• _Text for analysis_
--- START ---

A fuel cell is a device that produces electricity through a chemical reaction from combining a fuel, usually hydrogen, with oxygen. In this reaction, electrons are freed from the hydrogen in the fuel cell by a catalyst, and gain energy from the chemical reaction binding hydrogen and oxygen. This provides a source for electrical current. The exhaust of hydrogen fuel cells consists simply of water, thus considerably reducing carbon emissions.

Fuel cells are currently used in spacecraft, and increasingly in ground transportation, with potential use everywhere electricity is required. Fuel cell systems can be differentiated into High Temperature Fuel Cells which operate at temperatures greater than 200°C, and Low Temperature Fuel Cell which operate at temperatures below 200°C.

High Temperature Fuel Cells have a shorter start up time and fast electrical response but require an expensive platinum-based catalyst. The difference in the physical and performance properties for fuel cells, which operate at either high or low temperatures, helps tailor their suitability for given applications.

--- END ---

• _Complete the following_
a) List every chemical element named in the fuel cell text.
b) Extend the fuel cell text, picking up right after its final sentence.
The records that come next are separate material and are not part of the fuel cell text.

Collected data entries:
--- START ---

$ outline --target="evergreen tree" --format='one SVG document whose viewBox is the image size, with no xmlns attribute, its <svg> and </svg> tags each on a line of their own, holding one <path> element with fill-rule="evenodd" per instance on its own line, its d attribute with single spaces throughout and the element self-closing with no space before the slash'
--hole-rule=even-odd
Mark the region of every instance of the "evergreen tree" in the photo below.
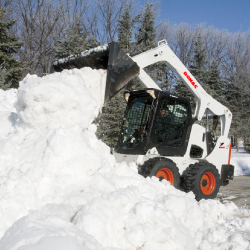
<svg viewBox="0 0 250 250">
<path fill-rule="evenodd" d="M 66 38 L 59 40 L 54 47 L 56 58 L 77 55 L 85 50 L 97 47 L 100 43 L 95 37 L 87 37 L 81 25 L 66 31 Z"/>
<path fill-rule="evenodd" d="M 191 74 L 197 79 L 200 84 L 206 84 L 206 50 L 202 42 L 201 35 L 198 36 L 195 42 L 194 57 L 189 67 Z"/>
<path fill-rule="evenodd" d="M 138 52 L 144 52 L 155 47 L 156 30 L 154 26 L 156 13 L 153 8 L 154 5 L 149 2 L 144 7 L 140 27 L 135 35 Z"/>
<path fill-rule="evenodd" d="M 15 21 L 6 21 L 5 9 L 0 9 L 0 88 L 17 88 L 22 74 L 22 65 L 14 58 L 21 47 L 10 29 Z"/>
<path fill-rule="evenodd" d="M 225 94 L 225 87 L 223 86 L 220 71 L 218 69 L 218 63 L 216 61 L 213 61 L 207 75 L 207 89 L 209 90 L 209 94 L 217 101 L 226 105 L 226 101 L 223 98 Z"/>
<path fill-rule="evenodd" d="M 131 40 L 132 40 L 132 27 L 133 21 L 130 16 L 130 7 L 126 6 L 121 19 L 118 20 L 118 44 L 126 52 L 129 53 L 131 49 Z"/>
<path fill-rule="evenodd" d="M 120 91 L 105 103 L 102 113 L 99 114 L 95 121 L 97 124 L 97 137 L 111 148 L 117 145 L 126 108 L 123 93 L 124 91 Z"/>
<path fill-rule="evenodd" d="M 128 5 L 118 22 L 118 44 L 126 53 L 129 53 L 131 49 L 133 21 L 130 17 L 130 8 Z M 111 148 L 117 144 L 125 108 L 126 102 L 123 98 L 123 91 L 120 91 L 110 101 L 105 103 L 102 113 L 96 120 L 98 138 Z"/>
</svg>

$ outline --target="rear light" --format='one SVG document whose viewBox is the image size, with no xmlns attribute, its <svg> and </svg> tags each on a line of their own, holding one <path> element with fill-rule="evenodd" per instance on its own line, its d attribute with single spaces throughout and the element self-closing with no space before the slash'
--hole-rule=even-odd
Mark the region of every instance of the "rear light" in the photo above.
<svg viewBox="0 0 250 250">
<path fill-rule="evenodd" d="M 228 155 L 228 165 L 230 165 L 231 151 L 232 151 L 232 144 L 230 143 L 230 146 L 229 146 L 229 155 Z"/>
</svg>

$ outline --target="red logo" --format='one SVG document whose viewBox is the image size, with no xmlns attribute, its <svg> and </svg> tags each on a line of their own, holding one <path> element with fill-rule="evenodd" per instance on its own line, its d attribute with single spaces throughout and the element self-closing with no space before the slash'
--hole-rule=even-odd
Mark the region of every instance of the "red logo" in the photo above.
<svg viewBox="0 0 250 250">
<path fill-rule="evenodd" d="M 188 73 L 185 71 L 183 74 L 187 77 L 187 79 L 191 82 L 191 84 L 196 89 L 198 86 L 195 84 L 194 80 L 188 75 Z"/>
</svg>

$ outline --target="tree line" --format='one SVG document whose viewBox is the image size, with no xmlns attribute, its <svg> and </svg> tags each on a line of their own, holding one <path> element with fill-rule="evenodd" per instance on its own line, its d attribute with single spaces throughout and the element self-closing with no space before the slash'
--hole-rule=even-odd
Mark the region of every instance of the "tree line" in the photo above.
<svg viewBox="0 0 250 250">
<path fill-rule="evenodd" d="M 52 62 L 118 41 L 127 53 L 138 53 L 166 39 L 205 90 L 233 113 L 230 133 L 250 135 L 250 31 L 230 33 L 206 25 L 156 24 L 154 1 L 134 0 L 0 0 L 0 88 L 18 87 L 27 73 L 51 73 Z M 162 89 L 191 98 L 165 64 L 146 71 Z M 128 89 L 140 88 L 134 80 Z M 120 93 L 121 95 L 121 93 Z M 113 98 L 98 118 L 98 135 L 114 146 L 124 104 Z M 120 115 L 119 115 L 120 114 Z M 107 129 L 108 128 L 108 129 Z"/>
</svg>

--- END ---
--- START ---

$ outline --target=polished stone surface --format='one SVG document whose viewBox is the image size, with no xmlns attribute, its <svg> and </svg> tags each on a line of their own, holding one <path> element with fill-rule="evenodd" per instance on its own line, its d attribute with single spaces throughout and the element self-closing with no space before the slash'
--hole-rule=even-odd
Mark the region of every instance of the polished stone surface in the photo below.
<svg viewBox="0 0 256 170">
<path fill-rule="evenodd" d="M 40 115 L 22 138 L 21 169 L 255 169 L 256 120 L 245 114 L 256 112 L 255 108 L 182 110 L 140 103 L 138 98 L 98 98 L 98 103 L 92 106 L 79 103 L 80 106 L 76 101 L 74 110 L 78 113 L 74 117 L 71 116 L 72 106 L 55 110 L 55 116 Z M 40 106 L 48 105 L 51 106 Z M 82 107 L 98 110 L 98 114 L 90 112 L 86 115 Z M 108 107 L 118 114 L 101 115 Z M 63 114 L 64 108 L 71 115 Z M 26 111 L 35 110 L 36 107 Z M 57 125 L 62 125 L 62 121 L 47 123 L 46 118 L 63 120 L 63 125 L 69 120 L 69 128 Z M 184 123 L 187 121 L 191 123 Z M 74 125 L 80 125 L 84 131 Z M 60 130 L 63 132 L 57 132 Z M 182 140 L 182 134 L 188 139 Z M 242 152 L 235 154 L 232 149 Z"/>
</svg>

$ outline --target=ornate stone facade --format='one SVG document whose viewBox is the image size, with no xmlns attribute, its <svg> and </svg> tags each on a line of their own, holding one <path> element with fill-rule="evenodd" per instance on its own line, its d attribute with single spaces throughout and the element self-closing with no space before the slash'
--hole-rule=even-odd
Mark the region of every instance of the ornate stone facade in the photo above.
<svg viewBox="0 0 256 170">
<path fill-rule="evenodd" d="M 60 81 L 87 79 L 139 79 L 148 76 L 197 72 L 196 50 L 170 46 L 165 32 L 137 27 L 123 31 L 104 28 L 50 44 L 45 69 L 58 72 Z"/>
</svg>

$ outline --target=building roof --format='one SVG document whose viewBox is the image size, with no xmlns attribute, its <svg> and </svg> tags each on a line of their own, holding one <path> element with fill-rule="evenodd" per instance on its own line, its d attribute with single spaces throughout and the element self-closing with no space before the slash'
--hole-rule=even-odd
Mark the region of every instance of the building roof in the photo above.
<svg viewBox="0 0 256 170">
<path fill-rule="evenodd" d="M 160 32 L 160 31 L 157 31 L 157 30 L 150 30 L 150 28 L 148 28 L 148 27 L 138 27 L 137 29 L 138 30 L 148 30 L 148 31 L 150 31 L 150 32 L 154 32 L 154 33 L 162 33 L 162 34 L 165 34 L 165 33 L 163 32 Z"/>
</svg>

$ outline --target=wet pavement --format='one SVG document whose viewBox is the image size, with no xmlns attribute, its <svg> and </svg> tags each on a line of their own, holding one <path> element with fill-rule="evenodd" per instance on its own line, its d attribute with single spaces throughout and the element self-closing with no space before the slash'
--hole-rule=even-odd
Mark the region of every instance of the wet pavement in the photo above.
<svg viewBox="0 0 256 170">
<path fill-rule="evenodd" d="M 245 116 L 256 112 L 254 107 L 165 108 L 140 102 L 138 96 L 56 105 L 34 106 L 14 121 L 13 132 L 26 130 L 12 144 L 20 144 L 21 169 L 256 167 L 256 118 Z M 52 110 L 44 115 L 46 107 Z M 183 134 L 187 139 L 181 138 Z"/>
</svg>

--- END ---

• _Per-task answers_
a) Hydrogen, oxygen, carbon, platinum

b)
There is a range of potential applications around public transport estates where fuel cells could play a role:

• Standby power: Diesel generators are often employed in a number of back-up power applications. There is interest in using fuel cells for on-site generation in a peak-shaving mode (i.e. to reduce the import of grid electricity during peak tariff periods)
• Uninterruptible power systems (UPS): A UPS is a power supply that includes a battery to maintain power in the event of a power outage. There are a number of potential applications for fuel cells to supply for example data centres
• Combined Heat and Power (CHP): Public transport buildings such as workshops, offices, stations and interchanges demand substantial heating, cooling and electricity. Sites possessing year-round thermal and electrical baseloads would be ideal applications for a small scale CHP fuel cell.